:: Verilen Veriler ::

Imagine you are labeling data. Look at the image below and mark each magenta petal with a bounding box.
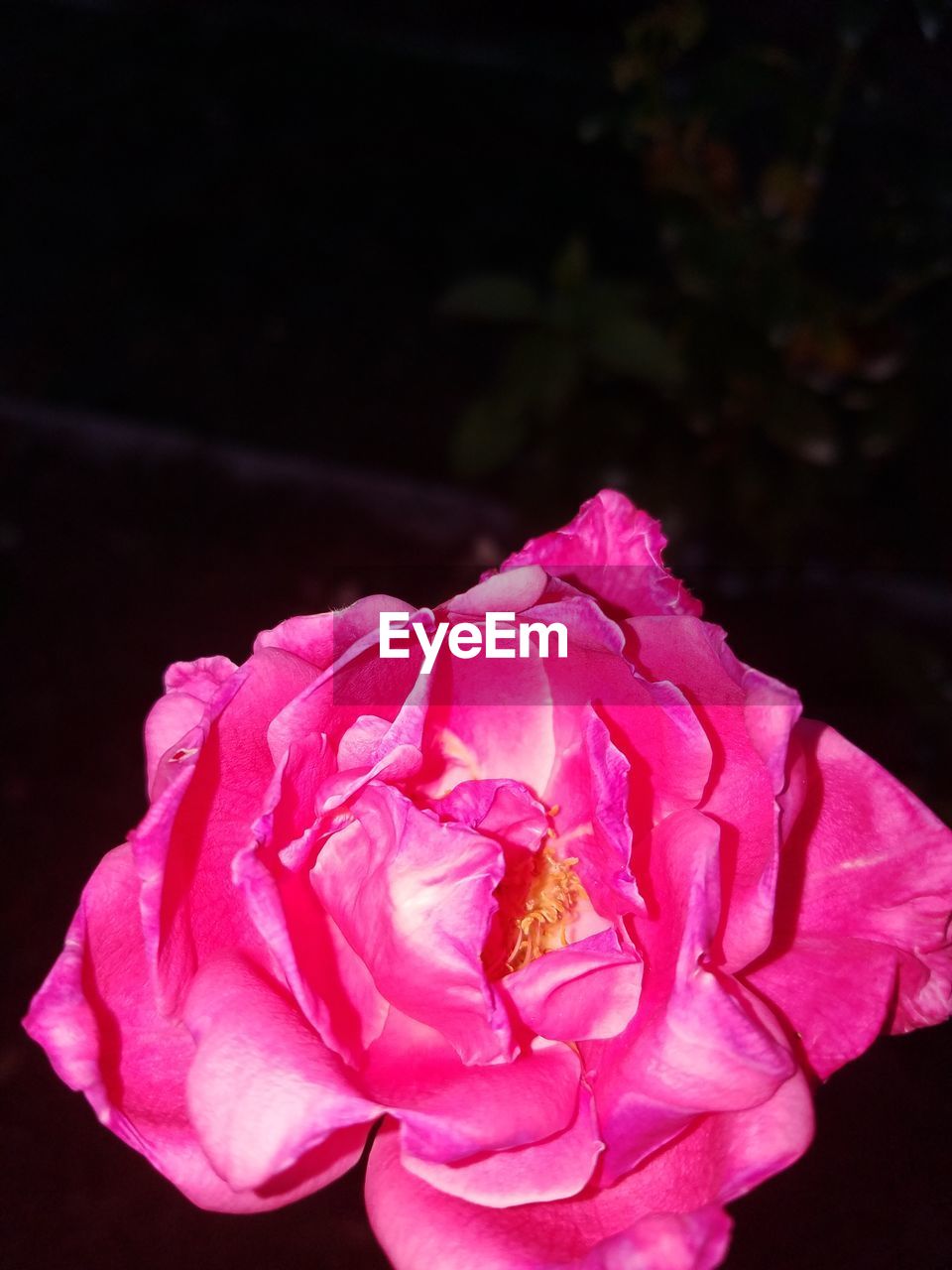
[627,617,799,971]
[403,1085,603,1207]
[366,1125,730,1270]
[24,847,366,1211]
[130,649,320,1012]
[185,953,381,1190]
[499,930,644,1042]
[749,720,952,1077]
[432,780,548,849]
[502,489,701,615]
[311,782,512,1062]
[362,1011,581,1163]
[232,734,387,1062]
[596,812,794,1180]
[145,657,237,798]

:::

**Görev**
Yukarıdaki kayıtların bütün satırlarını harfi harfine tekrarlayın. Resimleri yanıtınıza koymayın.

**Görevin Çözümü**
Imagine you are labeling data. Look at the image below and mark each magenta petal with a bounding box.
[627,617,799,971]
[403,1085,603,1207]
[366,1125,730,1270]
[24,847,366,1211]
[130,649,320,1012]
[185,953,381,1190]
[499,930,644,1042]
[749,720,952,1077]
[432,780,548,849]
[502,489,701,615]
[311,782,512,1062]
[362,1011,581,1163]
[232,734,387,1062]
[596,812,794,1180]
[145,657,237,798]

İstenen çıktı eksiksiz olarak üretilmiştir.